___ DATA FOR THIS TASK
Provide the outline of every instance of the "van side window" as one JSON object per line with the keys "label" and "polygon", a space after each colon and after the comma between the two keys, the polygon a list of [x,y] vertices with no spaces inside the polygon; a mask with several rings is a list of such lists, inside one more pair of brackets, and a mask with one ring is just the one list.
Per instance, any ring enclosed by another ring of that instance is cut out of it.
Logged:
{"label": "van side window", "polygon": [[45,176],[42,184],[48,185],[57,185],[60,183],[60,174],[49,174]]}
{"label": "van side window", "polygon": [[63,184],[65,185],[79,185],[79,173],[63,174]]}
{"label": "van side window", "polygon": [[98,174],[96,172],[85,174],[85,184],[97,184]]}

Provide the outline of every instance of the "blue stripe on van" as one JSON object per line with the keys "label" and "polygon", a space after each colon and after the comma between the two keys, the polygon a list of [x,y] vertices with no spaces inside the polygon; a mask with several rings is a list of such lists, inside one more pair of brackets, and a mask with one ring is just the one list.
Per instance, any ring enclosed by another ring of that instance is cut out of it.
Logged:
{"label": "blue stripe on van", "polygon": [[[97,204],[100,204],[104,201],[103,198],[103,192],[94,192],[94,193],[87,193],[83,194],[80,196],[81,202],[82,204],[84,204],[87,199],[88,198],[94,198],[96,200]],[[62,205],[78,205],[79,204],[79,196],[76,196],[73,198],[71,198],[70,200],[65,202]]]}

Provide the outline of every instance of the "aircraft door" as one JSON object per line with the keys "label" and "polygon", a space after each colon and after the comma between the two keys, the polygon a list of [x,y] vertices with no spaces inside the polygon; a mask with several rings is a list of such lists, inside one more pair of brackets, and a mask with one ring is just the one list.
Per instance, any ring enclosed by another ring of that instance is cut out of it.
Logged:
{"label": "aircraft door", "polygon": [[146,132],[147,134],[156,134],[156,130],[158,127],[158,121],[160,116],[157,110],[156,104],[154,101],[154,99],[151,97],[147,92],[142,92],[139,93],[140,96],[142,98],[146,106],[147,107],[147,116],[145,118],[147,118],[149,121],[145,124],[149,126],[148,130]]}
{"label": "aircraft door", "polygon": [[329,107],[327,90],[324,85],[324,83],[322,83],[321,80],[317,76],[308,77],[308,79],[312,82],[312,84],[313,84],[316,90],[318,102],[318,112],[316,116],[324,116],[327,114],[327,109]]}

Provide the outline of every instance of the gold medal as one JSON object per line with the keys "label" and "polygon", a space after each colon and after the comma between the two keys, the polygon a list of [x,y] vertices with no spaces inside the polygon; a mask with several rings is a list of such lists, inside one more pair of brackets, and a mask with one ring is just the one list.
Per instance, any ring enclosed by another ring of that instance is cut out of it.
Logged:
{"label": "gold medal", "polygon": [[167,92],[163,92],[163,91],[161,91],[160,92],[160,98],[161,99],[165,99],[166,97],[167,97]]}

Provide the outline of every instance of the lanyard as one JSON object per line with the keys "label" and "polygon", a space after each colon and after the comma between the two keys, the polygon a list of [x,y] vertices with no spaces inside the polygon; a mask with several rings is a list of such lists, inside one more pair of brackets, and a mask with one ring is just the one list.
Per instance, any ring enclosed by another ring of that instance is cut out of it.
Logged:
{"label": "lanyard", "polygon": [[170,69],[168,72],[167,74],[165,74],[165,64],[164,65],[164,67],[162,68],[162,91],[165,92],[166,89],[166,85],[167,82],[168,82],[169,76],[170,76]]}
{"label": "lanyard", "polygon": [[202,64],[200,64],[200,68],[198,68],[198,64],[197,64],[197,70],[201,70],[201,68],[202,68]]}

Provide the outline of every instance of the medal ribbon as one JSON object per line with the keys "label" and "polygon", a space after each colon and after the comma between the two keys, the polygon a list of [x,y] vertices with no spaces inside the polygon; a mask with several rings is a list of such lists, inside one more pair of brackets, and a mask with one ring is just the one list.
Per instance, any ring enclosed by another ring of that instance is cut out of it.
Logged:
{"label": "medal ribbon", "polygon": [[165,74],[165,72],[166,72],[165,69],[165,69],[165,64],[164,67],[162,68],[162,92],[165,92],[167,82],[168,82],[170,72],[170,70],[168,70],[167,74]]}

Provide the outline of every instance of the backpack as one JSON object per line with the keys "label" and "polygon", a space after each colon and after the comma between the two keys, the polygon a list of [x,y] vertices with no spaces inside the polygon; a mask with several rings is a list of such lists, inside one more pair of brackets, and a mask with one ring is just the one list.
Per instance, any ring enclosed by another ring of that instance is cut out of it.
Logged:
______
* EXERCISE AIM
Render the stretch from the line containing "Provide the outline of every instance of the backpack" through the last of the lines above as a Markdown table with the columns "Row" and "Line". Number each row and skip blank lines.

* PROBLEM SOLUTION
| Row | Line |
|---|---|
| 1 | Provide the outline of every instance of the backpack as one JSON object per line with the keys "label" and "polygon", a space after each colon and after the comma between the two keys, the polygon a list of [x,y] vertices with no spaces inside the polygon; a mask with several rings is a list of such lists, inside one more pair of brackets, and a mask with one ring is just the one list. |
| 2 | Per instance, any ring enclosed by another ring of that instance is cut out of it. |
| 3 | Logged: |